FOR SOME STRANGE REASON we human beings often set our minds on pigeon-holing others. We hate it when others do it to us, but we know how our minds work. Breaking the mould others set for us is a key task of life.
***
Some have said we are just like “this,”
When really they shouldn’t say,
Some people’s thoughts we should just dismiss,
Yet our grace we still convey.
Why will some gleefully categorise,
When only heaven truly knows?
They don’t understand, care or surmise,
The effect of those cruel blows.
Unsolicited remarks do tend,
To endanger relations that pose,
A threat to trust—hearts to rend,
And veiled friends become foes.
Breaking the mould is not about them,
That’s one fact we can collect,
The mould that’s created is ours alone,
A responsibility we ought to accept.
***
Hard as it seems, the “moulds” that people put us into—whether deserved or undeserved—are ours to break. It’s not really their fault that we are hurt because of it. They are only the stimulus. We are the ones with the responsibility to deal with what’s coming in and to adjust.

_Dataset_
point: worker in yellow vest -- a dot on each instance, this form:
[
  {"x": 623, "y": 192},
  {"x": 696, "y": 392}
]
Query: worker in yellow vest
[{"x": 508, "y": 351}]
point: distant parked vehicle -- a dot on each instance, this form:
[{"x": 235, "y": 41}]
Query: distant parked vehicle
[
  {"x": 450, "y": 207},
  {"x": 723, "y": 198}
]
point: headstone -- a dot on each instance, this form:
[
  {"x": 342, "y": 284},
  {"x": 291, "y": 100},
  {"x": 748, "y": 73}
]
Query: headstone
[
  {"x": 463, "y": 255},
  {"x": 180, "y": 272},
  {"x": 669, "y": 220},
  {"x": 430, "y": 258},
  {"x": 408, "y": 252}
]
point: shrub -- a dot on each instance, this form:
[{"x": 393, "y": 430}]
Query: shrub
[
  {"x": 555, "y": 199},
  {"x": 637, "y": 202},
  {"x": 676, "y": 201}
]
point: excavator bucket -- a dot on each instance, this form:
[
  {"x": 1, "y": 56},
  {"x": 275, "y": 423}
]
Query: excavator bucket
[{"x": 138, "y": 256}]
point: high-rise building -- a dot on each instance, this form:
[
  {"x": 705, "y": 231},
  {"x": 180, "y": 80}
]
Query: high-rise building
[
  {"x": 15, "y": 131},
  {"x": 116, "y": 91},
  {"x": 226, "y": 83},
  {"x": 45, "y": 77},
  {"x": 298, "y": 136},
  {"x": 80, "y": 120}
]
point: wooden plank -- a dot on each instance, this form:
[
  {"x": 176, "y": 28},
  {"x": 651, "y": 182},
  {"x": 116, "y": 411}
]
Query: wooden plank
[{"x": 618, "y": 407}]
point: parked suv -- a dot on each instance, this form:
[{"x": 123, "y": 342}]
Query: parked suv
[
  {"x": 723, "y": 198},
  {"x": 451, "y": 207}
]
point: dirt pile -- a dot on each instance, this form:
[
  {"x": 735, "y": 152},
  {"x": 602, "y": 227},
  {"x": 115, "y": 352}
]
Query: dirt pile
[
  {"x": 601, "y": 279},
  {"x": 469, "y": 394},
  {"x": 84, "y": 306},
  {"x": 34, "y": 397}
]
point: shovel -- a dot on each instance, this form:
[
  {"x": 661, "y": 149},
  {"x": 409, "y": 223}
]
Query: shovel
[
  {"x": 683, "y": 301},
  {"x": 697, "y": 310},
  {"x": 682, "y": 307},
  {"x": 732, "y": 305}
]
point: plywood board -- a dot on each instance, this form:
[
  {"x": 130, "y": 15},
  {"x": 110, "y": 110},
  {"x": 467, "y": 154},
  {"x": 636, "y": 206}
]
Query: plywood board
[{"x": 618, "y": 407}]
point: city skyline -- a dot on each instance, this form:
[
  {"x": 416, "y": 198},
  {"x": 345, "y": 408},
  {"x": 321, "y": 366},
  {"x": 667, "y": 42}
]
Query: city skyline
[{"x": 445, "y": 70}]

_Goal 1_
In the reflection on breaking the mould, list the final word of each line in the poem's last stanza, the one opening with "Breaking the mould is not about them".
_Goal 2_
Extend the reflection on breaking the mould, picking up after its final sentence.
The material has no connection to the reflection on breaking the mould.

_Final result 1_
them, collect, alone, accept

_Final result 2_
The old adage that ‘sticks and stones will break my bones but names will never hurt me’ is rubbish. The mud of others preconceptions, both unsaid and said, sticks—we all have radar for it. The moment that it does stick, however, it is over to us. How will we respond? There are two ways: the wrong way and the right way.
Their negative conceptions of us are best countered by us in grace. It’s the only way we free up our minds to deal with the negativity that we experience because of them. We operate in grace because we know, intimately, the power of hurt in such negatives.
When we commit to sowing in love, we will reap more love as a result.
© 2011 S. J. Wickham.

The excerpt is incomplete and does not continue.